--- Start Source data ---

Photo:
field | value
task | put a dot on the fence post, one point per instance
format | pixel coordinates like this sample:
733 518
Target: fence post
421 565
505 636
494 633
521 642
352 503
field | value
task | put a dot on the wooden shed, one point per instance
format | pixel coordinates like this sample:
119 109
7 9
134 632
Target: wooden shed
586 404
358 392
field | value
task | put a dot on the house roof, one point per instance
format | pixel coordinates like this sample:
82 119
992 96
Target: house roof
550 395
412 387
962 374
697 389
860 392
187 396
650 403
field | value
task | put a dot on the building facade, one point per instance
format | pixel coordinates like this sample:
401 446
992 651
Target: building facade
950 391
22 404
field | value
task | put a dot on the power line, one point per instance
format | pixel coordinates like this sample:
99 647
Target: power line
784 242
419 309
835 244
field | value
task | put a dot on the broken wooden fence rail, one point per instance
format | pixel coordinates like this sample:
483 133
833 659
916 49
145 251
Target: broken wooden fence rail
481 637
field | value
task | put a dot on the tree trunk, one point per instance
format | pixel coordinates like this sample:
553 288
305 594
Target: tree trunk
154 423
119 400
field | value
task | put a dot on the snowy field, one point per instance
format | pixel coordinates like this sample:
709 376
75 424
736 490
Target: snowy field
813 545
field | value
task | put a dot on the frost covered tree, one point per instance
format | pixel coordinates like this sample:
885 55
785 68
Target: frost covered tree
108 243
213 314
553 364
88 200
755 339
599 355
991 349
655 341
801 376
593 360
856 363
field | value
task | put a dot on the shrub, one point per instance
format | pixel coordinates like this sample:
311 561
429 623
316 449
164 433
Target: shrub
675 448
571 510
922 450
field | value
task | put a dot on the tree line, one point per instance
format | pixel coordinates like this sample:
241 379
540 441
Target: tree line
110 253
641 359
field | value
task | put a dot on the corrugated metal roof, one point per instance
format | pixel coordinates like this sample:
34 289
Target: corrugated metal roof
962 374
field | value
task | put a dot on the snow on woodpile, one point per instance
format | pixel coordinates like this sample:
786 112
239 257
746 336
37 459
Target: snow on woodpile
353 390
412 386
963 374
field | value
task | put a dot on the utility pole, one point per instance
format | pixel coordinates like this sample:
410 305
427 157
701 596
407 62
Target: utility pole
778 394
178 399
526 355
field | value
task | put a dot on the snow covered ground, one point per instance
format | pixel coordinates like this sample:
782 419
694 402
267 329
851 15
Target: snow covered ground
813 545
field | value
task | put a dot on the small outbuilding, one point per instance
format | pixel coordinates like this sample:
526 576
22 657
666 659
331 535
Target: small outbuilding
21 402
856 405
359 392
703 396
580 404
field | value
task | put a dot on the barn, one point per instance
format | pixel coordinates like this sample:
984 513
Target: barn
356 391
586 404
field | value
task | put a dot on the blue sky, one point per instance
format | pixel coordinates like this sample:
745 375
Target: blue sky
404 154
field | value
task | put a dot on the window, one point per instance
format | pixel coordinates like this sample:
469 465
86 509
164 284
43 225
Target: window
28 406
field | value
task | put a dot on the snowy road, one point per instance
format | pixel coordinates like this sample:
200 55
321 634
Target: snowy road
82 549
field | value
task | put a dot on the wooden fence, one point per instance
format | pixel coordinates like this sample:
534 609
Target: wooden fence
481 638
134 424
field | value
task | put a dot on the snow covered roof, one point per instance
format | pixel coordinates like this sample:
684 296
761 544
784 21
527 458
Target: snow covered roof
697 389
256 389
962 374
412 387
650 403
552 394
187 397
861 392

--- End Source data ---

Exercise goal
Collect every line of the records that contains the string "rail", matching case exactly.

Result of this exercise
task | put a dot on the broken wooden fence rail, one point per instance
Target: broken wooden fence rail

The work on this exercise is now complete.